= What you should do =
Pull out each line of the rows below that contains the string "background", treating uppercase and lowercase as different.

==== Task input ====

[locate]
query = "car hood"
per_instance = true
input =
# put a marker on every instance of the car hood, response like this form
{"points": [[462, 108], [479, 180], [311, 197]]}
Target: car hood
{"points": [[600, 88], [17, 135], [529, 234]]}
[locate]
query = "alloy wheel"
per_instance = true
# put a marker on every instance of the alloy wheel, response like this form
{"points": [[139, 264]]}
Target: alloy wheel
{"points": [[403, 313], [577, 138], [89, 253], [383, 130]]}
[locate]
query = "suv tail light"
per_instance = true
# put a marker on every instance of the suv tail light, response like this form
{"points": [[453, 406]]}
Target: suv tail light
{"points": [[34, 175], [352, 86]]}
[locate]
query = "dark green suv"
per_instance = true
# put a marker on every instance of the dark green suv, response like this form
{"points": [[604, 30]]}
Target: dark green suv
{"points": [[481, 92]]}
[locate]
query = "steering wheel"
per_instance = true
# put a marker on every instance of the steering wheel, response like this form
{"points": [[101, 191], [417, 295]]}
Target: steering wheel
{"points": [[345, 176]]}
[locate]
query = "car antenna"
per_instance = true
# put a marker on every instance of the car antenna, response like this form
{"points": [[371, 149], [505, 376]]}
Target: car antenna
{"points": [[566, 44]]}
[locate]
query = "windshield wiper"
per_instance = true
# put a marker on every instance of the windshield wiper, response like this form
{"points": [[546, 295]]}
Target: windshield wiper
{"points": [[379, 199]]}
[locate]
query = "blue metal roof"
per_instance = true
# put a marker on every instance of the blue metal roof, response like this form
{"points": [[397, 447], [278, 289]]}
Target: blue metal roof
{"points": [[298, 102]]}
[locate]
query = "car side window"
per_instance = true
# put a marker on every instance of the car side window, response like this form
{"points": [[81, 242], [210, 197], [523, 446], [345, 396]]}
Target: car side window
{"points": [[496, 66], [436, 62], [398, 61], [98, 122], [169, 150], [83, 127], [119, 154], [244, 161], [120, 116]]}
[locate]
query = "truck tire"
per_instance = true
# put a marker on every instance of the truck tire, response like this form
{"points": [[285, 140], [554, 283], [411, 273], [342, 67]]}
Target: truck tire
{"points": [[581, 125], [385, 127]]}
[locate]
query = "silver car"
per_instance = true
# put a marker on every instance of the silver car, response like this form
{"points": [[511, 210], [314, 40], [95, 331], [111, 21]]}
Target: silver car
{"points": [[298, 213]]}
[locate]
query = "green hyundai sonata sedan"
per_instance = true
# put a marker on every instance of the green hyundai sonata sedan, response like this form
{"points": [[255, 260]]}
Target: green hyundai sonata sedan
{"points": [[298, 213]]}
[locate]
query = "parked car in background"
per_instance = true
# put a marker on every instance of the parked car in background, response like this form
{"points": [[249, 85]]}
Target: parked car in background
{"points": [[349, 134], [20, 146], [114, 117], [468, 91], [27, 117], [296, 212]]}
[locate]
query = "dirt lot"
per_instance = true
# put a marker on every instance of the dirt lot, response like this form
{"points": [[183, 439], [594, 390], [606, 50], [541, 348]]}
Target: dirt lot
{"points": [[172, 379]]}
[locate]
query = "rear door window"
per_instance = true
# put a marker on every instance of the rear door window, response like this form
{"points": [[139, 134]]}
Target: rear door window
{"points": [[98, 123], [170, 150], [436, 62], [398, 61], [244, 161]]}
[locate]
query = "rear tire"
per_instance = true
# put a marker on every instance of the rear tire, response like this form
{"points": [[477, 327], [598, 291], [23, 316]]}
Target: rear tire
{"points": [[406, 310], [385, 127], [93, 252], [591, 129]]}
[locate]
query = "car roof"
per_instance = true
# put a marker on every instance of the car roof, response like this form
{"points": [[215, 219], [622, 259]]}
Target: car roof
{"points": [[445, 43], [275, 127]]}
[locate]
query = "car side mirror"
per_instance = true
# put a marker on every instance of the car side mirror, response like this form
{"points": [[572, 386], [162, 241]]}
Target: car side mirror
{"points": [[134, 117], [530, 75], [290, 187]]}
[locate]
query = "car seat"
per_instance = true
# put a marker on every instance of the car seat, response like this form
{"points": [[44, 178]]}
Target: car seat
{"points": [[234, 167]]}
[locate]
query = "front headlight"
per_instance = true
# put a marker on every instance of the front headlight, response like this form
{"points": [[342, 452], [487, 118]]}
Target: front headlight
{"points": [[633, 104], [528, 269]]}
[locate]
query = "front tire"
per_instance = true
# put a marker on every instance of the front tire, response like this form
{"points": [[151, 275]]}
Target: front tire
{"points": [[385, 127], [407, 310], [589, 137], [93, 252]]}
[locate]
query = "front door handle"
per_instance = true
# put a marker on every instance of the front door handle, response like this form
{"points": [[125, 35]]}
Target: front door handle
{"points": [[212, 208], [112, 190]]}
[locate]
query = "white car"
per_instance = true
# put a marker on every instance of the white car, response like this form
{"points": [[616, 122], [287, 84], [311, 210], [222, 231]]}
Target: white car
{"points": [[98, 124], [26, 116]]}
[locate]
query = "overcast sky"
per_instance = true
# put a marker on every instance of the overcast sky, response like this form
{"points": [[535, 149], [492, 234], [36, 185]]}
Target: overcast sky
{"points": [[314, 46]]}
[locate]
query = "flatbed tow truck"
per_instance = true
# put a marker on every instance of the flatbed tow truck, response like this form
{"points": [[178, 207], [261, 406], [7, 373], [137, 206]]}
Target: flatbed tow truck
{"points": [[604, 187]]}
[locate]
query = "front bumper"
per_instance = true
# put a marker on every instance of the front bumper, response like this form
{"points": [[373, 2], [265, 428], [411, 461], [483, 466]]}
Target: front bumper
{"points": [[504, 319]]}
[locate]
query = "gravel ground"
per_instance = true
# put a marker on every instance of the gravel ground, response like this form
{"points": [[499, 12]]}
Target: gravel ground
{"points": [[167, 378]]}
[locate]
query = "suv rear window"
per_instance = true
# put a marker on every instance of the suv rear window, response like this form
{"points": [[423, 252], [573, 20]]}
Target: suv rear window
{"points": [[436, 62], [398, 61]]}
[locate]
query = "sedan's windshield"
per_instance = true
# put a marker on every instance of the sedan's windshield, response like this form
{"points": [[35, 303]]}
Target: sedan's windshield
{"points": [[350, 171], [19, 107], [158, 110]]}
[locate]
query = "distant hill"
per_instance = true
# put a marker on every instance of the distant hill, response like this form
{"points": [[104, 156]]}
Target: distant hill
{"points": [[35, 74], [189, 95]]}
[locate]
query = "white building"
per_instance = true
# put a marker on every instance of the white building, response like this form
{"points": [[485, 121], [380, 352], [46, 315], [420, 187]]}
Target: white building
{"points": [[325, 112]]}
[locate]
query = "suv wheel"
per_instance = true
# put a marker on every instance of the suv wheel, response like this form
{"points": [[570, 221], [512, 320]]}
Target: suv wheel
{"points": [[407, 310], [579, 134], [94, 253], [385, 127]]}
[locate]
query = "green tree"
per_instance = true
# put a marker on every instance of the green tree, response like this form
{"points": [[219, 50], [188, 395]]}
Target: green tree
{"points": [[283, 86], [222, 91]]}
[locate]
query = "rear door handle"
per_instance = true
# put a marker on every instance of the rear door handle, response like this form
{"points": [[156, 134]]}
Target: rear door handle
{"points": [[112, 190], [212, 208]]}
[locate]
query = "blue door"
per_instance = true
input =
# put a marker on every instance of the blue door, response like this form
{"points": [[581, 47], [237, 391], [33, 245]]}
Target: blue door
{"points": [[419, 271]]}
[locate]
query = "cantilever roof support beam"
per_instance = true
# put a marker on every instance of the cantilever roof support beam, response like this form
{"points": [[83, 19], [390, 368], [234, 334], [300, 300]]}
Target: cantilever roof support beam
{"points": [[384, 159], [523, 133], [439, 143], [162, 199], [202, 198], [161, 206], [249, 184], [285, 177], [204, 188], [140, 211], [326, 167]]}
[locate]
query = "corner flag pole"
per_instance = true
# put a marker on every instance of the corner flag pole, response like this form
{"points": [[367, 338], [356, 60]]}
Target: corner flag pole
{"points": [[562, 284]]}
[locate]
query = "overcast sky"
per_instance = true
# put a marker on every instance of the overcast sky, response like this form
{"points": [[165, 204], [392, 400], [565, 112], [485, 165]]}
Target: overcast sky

====

= Result =
query = "parked car in background"
# put a marker on every instance of the parked car in background, response like this form
Target: parked car in background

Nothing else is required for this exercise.